Data section:
※

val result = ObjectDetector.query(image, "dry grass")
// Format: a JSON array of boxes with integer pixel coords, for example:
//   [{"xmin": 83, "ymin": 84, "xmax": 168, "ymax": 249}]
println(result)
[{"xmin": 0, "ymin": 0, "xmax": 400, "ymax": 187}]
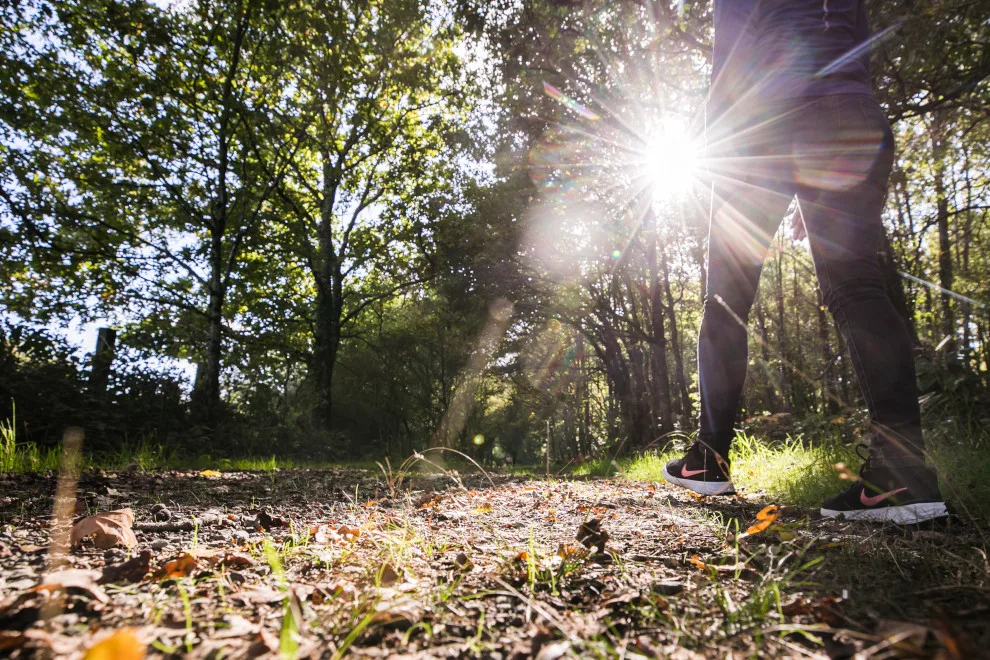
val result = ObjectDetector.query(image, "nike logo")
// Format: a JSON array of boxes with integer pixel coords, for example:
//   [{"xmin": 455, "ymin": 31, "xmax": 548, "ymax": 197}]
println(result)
[{"xmin": 859, "ymin": 488, "xmax": 907, "ymax": 506}]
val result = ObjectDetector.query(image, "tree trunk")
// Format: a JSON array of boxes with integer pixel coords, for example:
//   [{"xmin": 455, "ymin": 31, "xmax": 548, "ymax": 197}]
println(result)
[
  {"xmin": 89, "ymin": 328, "xmax": 117, "ymax": 398},
  {"xmin": 202, "ymin": 2, "xmax": 251, "ymax": 432},
  {"xmin": 815, "ymin": 288, "xmax": 839, "ymax": 415},
  {"xmin": 756, "ymin": 301, "xmax": 777, "ymax": 410},
  {"xmin": 775, "ymin": 249, "xmax": 792, "ymax": 412},
  {"xmin": 660, "ymin": 242, "xmax": 694, "ymax": 427},
  {"xmin": 932, "ymin": 112, "xmax": 956, "ymax": 354},
  {"xmin": 645, "ymin": 210, "xmax": 674, "ymax": 435}
]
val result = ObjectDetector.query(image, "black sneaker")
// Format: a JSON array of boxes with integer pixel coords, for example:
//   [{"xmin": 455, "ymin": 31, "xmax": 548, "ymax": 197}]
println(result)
[
  {"xmin": 663, "ymin": 441, "xmax": 736, "ymax": 495},
  {"xmin": 821, "ymin": 445, "xmax": 949, "ymax": 525}
]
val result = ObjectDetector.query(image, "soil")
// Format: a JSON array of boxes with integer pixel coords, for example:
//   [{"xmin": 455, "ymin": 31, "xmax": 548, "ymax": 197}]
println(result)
[{"xmin": 0, "ymin": 470, "xmax": 990, "ymax": 660}]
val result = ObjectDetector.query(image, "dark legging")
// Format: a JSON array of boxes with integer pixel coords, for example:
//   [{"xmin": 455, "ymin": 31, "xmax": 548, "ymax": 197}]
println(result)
[{"xmin": 698, "ymin": 95, "xmax": 924, "ymax": 456}]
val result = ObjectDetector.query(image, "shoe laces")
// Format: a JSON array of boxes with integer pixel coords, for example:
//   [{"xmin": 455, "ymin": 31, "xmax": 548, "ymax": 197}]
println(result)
[{"xmin": 688, "ymin": 439, "xmax": 729, "ymax": 476}]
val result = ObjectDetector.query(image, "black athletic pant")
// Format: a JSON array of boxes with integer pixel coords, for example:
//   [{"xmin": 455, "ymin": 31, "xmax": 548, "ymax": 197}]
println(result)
[{"xmin": 698, "ymin": 94, "xmax": 924, "ymax": 456}]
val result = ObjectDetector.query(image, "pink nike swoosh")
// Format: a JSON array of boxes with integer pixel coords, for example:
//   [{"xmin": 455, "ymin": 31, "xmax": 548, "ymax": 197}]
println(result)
[{"xmin": 859, "ymin": 488, "xmax": 907, "ymax": 506}]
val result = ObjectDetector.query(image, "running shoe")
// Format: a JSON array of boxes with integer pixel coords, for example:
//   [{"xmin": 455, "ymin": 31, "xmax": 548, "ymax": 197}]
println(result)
[
  {"xmin": 821, "ymin": 445, "xmax": 949, "ymax": 525},
  {"xmin": 663, "ymin": 441, "xmax": 736, "ymax": 495}
]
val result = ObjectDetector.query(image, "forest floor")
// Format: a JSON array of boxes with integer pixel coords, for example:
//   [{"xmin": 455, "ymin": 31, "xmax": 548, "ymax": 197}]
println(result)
[{"xmin": 0, "ymin": 469, "xmax": 990, "ymax": 660}]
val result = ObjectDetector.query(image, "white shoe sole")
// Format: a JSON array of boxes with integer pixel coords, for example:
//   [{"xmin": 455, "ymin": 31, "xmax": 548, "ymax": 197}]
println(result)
[
  {"xmin": 820, "ymin": 502, "xmax": 949, "ymax": 525},
  {"xmin": 663, "ymin": 465, "xmax": 736, "ymax": 495}
]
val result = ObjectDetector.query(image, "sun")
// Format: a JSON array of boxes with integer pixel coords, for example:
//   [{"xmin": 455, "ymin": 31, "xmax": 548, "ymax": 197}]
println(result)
[{"xmin": 643, "ymin": 121, "xmax": 701, "ymax": 200}]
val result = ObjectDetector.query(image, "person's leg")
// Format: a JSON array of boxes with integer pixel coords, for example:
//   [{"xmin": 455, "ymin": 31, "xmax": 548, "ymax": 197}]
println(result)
[
  {"xmin": 664, "ymin": 126, "xmax": 792, "ymax": 495},
  {"xmin": 698, "ymin": 175, "xmax": 791, "ymax": 456},
  {"xmin": 794, "ymin": 95, "xmax": 945, "ymax": 522}
]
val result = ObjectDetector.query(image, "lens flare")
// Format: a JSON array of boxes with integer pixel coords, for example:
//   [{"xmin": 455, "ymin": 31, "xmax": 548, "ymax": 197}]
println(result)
[{"xmin": 643, "ymin": 122, "xmax": 701, "ymax": 199}]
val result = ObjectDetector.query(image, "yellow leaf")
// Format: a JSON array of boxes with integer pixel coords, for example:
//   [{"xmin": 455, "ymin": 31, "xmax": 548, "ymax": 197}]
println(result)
[
  {"xmin": 83, "ymin": 628, "xmax": 146, "ymax": 660},
  {"xmin": 740, "ymin": 504, "xmax": 780, "ymax": 536},
  {"xmin": 71, "ymin": 509, "xmax": 137, "ymax": 550},
  {"xmin": 155, "ymin": 552, "xmax": 199, "ymax": 580}
]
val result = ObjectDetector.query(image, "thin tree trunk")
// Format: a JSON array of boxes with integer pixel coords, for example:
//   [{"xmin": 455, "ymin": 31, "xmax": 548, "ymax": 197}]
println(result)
[
  {"xmin": 775, "ymin": 246, "xmax": 792, "ymax": 412},
  {"xmin": 202, "ymin": 2, "xmax": 250, "ymax": 431},
  {"xmin": 756, "ymin": 301, "xmax": 777, "ymax": 410},
  {"xmin": 646, "ymin": 210, "xmax": 674, "ymax": 435},
  {"xmin": 660, "ymin": 242, "xmax": 694, "ymax": 425},
  {"xmin": 815, "ymin": 288, "xmax": 838, "ymax": 415},
  {"xmin": 932, "ymin": 112, "xmax": 956, "ymax": 353}
]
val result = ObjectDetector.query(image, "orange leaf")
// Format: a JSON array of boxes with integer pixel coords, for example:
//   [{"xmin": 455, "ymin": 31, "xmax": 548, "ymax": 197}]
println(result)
[
  {"xmin": 83, "ymin": 628, "xmax": 146, "ymax": 660},
  {"xmin": 337, "ymin": 525, "xmax": 361, "ymax": 541},
  {"xmin": 155, "ymin": 552, "xmax": 199, "ymax": 580},
  {"xmin": 31, "ymin": 568, "xmax": 110, "ymax": 603},
  {"xmin": 70, "ymin": 509, "xmax": 137, "ymax": 550},
  {"xmin": 740, "ymin": 504, "xmax": 780, "ymax": 536}
]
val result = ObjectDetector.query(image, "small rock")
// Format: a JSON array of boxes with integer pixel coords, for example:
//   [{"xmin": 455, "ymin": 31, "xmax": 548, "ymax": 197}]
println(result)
[
  {"xmin": 653, "ymin": 580, "xmax": 687, "ymax": 596},
  {"xmin": 151, "ymin": 503, "xmax": 172, "ymax": 522},
  {"xmin": 103, "ymin": 548, "xmax": 127, "ymax": 564}
]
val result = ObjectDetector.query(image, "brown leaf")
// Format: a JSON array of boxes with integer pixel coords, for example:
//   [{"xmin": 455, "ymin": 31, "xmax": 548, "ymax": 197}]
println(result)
[
  {"xmin": 100, "ymin": 550, "xmax": 151, "ymax": 584},
  {"xmin": 71, "ymin": 509, "xmax": 137, "ymax": 550},
  {"xmin": 377, "ymin": 564, "xmax": 399, "ymax": 587},
  {"xmin": 155, "ymin": 552, "xmax": 199, "ymax": 580},
  {"xmin": 577, "ymin": 518, "xmax": 608, "ymax": 552},
  {"xmin": 337, "ymin": 525, "xmax": 361, "ymax": 542},
  {"xmin": 83, "ymin": 628, "xmax": 146, "ymax": 660},
  {"xmin": 217, "ymin": 552, "xmax": 254, "ymax": 570},
  {"xmin": 739, "ymin": 504, "xmax": 780, "ymax": 538},
  {"xmin": 876, "ymin": 619, "xmax": 930, "ymax": 658},
  {"xmin": 230, "ymin": 587, "xmax": 286, "ymax": 605},
  {"xmin": 30, "ymin": 568, "xmax": 110, "ymax": 603},
  {"xmin": 454, "ymin": 552, "xmax": 474, "ymax": 571},
  {"xmin": 258, "ymin": 511, "xmax": 289, "ymax": 532},
  {"xmin": 0, "ymin": 630, "xmax": 27, "ymax": 651}
]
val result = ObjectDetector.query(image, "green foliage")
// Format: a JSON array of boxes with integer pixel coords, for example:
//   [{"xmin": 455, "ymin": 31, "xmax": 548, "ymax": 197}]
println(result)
[{"xmin": 0, "ymin": 0, "xmax": 990, "ymax": 464}]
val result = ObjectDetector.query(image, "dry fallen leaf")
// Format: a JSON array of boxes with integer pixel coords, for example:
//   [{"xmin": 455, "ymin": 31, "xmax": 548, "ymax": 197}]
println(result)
[
  {"xmin": 155, "ymin": 552, "xmax": 199, "ymax": 580},
  {"xmin": 71, "ymin": 509, "xmax": 137, "ymax": 550},
  {"xmin": 377, "ymin": 564, "xmax": 399, "ymax": 587},
  {"xmin": 30, "ymin": 568, "xmax": 110, "ymax": 603},
  {"xmin": 739, "ymin": 504, "xmax": 780, "ymax": 538},
  {"xmin": 100, "ymin": 550, "xmax": 151, "ymax": 583},
  {"xmin": 83, "ymin": 628, "xmax": 146, "ymax": 660},
  {"xmin": 577, "ymin": 518, "xmax": 608, "ymax": 552}
]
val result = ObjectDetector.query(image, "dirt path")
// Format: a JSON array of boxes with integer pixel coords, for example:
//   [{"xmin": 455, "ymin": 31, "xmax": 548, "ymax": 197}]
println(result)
[{"xmin": 0, "ymin": 471, "xmax": 990, "ymax": 660}]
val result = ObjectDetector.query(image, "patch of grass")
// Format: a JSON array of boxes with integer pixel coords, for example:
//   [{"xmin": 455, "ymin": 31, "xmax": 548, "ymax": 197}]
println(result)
[
  {"xmin": 612, "ymin": 431, "xmax": 990, "ymax": 521},
  {"xmin": 0, "ymin": 408, "xmax": 62, "ymax": 472}
]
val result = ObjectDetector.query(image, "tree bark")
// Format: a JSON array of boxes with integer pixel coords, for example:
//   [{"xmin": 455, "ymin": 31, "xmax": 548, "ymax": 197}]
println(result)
[
  {"xmin": 202, "ymin": 2, "xmax": 251, "ymax": 431},
  {"xmin": 644, "ymin": 210, "xmax": 674, "ymax": 435},
  {"xmin": 931, "ymin": 111, "xmax": 956, "ymax": 353},
  {"xmin": 660, "ymin": 241, "xmax": 694, "ymax": 427}
]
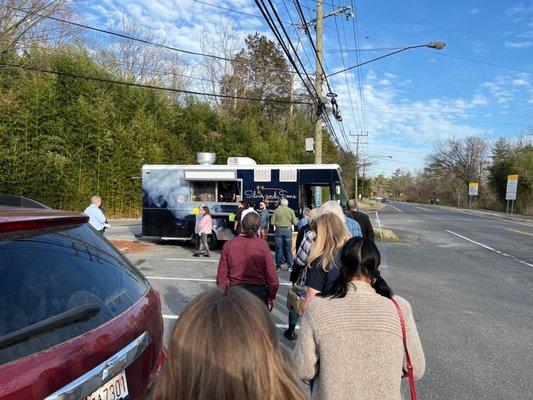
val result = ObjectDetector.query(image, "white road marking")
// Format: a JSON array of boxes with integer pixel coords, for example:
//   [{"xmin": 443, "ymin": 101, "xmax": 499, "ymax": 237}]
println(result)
[
  {"xmin": 412, "ymin": 206, "xmax": 435, "ymax": 212},
  {"xmin": 165, "ymin": 257, "xmax": 219, "ymax": 262},
  {"xmin": 505, "ymin": 228, "xmax": 533, "ymax": 236},
  {"xmin": 446, "ymin": 229, "xmax": 533, "ymax": 267},
  {"xmin": 163, "ymin": 314, "xmax": 300, "ymax": 329},
  {"xmin": 387, "ymin": 204, "xmax": 402, "ymax": 212},
  {"xmin": 146, "ymin": 276, "xmax": 292, "ymax": 286}
]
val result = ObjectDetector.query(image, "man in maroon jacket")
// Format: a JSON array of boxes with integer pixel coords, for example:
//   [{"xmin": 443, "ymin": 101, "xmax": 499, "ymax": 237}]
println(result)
[{"xmin": 217, "ymin": 213, "xmax": 279, "ymax": 309}]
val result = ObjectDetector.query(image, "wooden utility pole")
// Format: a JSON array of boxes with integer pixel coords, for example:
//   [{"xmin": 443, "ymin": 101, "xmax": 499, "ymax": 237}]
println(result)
[{"xmin": 315, "ymin": 0, "xmax": 326, "ymax": 164}]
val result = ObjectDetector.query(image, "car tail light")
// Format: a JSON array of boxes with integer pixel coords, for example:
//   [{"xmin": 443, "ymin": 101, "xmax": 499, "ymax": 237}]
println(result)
[
  {"xmin": 0, "ymin": 214, "xmax": 89, "ymax": 232},
  {"xmin": 148, "ymin": 346, "xmax": 168, "ymax": 394}
]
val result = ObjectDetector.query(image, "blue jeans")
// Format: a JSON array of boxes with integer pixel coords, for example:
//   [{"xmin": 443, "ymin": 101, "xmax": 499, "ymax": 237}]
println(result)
[{"xmin": 274, "ymin": 228, "xmax": 292, "ymax": 268}]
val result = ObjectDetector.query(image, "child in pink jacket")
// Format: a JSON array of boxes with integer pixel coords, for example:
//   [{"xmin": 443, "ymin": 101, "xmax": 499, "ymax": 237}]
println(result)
[{"xmin": 194, "ymin": 206, "xmax": 213, "ymax": 257}]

※

The problem: Which lines in the listing above contain the string "grass"? Copy each of them.

The solution:
val result = ObjectDetector.query(image, "dry grass")
val result = ObjectDetector.query(image, "patch of grass")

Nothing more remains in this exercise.